Sunday, September 02, 2007

Sermon 2nd September

Here is the sermon I gave this evening at evensong. I had quite a lot of trouble knowing what I'd say when I looked at the readings. For some reason, nothing much leapt out at me from these texts. Then I heard about this new book of Mother Theresa's letters, Come be my Light, which revealed some things about Mother Theresa's faith journey which have shocked many people. So this is what I said:

Ten years ago this week saw the death of a woman who set an amazing example to many by giving her life to devoted service. I’m not speaking of Diana who has received a lot of press but of a woman whose life of service was much longer. Mother Theresa of Calcutta died on 5th September 1997 and, following so soon after the wake of Diana’s tragic death, for someone so well-known, Mother Theresa passed away relatively unnoticed by the world much as those people she had served on the streets of Calcutta. Yet her life is still celebrated and recently a book of her letters has been published. However this woman whose life of faith was an amazing beacon to people is now shown to have had periods to deep and sincere doubts of her faith.

In her letters to various friends and spiritual guides, she wrote:

"Lord, my God, who am I that You should forsake me? The Child of your Love — and now become as the most hated one — the one — You have thrown away as unwanted — unloved. I call, I cling, I want — and there is no One to answer — no One on Whom I can cling — no, No One. — Alone ... Where is my Faith — even deep down right in there is nothing, but emptiness & darkness — My God — how painful is this unknown pain — I have no Faith — I dare not utter the words & thoughts that crowd in my heart — & make me suffer untold agony."


This to me sounds so much like something one of the psalmists would say. Indeed in today’s psalm we heard:
"My soul hath longed for thy salvation: and I have a good hope because of thy word.
Mine eyes long sore for thy word: saying, O when wilt thou comfort me?"

Yet her words are rooted not only in the Hebrew text of the Old Testament but in her Christian faith as she said in a letter to a friend:
"Jesus has a very special love for you. As for me, the silence and emptiness is so great that I look and do not see, listen and do not hear. The tongue moves [in prayer] but does not speak."
The psalmist and Mother Theresa both show times of seeking for God but not finding what they seek. I’m sure all of us have times when we seek but do not find. Times when our faith is tested. Times when our doubts speak louder than our faith. This is why Desmond Tutu, among many, has not seen this revelation of her times of doubt as any kind of disaster. He says:
“Mother Teresa wonderfully was no plaster cast saint. She has helped to affirm many who are passing through this period of desolation and dryness when God seems so remote. St Theresa of Avila after one such bout cried out in frustration to God, ’No wonder your friends are so few given how you treat them!’ My regard for Mother Teresa has been enhanced. Doubt can be an integral part of faith, when the evidence is never so overwhelming, so incontrovertible. St Thomas is our patron Saint for doubters. We live by faith not by sight and frequently the evidence does not make the leap of faith redundant.”

* [ENTRIES PROVIDED]
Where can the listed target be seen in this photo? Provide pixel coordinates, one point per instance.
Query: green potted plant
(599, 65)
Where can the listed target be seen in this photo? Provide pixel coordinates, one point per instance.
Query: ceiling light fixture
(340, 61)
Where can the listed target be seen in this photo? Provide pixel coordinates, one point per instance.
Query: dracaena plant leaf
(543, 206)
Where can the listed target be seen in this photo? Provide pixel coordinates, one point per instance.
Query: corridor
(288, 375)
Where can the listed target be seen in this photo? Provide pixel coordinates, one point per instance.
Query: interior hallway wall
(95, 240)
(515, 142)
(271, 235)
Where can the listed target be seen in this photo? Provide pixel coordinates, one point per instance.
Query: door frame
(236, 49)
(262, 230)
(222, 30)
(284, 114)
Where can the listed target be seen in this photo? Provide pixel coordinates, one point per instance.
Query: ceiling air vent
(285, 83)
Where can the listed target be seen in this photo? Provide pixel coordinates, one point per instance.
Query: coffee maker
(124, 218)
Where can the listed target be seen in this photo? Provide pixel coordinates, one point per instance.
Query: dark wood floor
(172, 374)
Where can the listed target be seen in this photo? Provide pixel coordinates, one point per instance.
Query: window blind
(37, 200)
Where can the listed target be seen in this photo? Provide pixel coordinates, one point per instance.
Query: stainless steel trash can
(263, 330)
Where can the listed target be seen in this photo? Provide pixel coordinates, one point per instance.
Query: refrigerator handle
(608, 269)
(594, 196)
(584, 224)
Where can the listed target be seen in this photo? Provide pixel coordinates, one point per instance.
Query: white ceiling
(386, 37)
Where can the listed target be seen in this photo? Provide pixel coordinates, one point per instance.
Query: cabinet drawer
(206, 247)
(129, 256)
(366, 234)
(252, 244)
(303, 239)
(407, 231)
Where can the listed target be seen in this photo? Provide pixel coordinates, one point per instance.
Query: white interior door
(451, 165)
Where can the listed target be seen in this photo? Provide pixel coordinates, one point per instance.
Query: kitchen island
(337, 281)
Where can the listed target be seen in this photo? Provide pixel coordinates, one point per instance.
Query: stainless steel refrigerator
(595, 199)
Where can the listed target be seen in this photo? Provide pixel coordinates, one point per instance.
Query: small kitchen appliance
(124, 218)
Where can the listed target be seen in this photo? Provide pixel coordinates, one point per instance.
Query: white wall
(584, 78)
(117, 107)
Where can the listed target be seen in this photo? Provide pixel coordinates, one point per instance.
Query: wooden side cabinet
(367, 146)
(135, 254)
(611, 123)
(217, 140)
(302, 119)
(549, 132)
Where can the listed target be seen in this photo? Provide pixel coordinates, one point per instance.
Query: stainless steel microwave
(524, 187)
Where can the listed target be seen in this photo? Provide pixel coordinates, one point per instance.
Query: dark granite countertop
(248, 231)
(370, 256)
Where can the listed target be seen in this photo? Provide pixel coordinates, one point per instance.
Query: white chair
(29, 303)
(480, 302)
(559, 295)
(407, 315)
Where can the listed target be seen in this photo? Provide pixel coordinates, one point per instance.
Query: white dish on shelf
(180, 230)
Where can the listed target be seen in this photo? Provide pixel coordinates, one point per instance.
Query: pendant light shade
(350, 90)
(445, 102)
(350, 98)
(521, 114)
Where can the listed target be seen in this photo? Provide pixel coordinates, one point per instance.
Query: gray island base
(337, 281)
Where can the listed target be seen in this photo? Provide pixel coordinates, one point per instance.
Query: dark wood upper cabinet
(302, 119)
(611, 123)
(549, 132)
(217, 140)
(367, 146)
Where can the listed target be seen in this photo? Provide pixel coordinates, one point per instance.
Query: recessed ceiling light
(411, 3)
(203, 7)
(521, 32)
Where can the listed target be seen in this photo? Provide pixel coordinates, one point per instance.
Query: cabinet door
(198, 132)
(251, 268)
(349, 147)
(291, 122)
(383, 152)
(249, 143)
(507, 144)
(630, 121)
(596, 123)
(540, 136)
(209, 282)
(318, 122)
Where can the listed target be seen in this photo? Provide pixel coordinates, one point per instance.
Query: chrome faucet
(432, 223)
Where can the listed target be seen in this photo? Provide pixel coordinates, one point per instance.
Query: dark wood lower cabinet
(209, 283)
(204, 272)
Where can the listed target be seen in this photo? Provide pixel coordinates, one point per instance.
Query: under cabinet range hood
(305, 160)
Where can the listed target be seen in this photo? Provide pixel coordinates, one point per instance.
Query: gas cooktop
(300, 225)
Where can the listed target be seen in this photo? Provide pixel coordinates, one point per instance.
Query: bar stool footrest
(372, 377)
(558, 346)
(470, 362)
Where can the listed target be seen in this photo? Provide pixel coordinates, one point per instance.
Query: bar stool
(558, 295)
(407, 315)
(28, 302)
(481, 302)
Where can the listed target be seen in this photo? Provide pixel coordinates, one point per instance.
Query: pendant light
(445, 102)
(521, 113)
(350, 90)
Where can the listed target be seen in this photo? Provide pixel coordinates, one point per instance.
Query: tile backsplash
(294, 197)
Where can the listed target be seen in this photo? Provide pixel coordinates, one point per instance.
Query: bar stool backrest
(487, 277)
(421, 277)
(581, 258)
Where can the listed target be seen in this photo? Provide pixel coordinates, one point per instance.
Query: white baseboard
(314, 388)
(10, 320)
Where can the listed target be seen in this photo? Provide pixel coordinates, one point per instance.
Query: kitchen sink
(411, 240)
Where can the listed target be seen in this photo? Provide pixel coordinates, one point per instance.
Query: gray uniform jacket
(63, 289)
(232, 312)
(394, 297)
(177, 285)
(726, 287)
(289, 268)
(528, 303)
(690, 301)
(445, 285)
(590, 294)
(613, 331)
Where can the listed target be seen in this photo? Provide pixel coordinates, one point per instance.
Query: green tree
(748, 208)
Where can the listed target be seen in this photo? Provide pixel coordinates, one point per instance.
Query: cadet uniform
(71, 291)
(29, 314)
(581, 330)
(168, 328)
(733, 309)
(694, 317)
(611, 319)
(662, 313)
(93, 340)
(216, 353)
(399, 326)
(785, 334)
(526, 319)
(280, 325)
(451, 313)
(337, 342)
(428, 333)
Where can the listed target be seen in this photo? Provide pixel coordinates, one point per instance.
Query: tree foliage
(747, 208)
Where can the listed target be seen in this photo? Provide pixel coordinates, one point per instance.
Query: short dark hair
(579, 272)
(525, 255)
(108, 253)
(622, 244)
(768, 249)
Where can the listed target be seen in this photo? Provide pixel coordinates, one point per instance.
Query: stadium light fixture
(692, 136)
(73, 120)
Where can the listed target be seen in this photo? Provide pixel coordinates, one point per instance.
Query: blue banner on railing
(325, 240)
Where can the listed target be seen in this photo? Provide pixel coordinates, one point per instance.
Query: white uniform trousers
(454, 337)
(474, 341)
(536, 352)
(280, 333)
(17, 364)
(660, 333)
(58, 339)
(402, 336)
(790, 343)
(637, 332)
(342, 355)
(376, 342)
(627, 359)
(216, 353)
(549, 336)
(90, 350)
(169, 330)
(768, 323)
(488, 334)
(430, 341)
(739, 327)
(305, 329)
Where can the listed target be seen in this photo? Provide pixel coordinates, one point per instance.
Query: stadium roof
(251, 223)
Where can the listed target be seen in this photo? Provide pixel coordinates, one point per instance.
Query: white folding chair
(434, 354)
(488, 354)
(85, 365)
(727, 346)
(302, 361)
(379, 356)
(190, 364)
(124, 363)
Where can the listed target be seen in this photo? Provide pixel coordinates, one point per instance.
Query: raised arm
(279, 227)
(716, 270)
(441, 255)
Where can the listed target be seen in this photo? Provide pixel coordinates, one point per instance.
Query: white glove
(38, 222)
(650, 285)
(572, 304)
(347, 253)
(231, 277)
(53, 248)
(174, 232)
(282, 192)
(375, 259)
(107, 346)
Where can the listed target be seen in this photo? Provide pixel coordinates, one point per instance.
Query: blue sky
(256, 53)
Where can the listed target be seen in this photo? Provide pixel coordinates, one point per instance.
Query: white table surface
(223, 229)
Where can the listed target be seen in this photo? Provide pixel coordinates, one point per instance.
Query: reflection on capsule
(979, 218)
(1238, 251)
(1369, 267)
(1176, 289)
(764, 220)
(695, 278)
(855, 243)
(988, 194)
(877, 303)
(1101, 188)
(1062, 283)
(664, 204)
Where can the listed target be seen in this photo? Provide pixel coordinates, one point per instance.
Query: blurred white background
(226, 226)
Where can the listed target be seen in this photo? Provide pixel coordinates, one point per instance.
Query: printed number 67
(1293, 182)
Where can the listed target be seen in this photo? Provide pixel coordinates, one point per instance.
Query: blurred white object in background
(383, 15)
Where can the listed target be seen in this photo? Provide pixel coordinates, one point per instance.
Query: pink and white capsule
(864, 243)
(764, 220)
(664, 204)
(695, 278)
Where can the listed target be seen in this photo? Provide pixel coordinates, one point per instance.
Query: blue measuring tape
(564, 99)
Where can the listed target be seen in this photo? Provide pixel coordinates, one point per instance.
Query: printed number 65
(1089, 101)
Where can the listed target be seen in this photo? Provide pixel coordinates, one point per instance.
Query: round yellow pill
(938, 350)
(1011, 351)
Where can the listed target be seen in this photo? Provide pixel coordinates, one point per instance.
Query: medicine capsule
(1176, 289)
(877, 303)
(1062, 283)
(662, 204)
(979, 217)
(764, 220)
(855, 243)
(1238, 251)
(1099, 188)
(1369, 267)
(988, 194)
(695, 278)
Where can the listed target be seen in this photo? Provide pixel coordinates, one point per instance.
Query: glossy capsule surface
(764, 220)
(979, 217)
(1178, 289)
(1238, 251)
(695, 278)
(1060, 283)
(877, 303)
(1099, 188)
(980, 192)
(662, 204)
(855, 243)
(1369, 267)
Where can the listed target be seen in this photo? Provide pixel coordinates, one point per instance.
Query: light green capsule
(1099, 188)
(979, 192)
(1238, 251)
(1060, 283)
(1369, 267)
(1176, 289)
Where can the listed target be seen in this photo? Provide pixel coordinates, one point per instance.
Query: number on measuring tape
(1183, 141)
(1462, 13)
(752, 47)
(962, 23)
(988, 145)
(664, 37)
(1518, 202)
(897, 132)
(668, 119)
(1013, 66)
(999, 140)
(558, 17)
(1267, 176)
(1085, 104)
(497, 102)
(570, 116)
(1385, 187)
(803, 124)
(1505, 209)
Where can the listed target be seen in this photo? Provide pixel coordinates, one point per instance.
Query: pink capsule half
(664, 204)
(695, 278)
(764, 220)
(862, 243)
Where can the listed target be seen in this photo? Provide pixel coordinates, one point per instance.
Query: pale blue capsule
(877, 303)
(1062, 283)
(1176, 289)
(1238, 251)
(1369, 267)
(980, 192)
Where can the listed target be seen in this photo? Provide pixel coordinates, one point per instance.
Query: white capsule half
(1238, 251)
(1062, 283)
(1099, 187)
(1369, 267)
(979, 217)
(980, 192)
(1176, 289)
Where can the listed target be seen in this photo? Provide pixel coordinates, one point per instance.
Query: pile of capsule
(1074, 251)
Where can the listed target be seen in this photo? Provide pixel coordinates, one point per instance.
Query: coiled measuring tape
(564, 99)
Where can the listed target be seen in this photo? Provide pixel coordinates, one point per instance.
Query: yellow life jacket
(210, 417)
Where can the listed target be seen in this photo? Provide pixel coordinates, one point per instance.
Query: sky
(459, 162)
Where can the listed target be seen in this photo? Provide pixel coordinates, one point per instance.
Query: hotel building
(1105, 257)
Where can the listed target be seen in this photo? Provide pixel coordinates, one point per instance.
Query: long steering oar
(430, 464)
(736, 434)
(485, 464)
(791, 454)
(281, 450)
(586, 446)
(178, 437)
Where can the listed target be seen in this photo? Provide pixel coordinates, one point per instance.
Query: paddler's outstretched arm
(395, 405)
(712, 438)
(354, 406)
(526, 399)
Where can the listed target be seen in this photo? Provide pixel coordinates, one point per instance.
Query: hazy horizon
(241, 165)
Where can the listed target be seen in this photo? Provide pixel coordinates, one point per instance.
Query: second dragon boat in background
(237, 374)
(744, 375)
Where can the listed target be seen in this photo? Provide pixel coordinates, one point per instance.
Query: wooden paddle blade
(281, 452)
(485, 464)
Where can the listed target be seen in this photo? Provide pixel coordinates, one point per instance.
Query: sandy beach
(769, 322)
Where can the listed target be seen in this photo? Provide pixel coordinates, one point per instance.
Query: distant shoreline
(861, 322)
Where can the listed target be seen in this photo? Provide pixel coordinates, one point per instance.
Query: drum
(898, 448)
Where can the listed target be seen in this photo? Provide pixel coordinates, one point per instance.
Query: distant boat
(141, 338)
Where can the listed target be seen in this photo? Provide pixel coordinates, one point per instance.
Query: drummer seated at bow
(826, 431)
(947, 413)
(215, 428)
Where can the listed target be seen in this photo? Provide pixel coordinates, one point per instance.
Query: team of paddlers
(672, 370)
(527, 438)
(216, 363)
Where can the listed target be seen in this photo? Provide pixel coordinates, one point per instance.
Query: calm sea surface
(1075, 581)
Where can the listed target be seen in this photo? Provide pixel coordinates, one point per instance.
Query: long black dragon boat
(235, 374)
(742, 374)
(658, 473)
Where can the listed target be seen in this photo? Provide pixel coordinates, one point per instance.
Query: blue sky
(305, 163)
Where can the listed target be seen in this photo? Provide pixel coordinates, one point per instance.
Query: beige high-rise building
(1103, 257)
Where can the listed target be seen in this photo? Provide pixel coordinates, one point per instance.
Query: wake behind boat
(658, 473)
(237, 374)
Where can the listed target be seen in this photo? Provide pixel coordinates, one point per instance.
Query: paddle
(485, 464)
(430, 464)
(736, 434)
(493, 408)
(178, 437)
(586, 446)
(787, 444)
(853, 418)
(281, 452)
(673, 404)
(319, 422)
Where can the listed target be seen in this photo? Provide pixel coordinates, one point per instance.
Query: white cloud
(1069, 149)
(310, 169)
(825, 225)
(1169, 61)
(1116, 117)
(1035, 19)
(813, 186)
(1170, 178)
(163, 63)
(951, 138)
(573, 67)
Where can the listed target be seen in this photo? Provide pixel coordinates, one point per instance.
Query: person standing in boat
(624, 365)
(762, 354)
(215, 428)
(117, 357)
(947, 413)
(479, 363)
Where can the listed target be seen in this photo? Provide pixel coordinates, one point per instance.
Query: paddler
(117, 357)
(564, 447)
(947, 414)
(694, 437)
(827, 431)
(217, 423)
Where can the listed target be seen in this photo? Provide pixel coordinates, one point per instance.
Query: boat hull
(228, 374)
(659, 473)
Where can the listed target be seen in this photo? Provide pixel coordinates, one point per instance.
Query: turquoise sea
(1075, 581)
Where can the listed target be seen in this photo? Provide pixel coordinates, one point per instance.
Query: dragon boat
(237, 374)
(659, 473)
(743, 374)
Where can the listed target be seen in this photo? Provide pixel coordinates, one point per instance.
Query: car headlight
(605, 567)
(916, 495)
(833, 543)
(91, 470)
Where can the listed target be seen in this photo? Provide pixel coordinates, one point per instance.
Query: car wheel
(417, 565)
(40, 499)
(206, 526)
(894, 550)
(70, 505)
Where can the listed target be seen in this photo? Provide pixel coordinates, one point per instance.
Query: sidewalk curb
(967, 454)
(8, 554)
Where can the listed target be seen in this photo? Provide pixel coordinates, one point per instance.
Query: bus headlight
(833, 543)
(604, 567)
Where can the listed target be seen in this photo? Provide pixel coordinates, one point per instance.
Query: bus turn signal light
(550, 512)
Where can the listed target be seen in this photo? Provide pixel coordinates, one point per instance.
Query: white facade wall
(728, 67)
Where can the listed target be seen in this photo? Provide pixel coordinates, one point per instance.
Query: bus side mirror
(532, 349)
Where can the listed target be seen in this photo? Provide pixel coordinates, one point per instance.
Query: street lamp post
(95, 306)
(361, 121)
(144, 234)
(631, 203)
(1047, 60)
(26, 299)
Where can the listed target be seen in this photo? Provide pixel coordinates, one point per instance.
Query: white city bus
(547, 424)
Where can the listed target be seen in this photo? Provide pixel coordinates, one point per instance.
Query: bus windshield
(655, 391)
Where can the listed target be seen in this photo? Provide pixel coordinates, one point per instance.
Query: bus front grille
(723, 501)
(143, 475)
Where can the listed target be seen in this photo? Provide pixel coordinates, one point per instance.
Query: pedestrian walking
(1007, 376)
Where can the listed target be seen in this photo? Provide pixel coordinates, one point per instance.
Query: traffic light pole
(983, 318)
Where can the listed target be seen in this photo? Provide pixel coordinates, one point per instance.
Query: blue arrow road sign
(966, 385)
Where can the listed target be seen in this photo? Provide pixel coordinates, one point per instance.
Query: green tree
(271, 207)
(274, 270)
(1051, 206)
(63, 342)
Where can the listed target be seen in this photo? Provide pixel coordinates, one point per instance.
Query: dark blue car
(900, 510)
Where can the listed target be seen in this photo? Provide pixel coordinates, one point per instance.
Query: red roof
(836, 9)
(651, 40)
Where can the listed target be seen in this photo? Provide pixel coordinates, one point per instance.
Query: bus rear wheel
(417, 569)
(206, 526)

* [WHAT IS EXPECTED] Can you return the sermon's wording from "This to me sounds" to "of thy word.", copied word for word?

* [RESULT FOR THIS TASK]
This to me sounds so much like something one of the psalmists would say. Indeed in today’s psalm we heard:
"My soul hath longed for thy salvation: and I have a good hope because of thy word.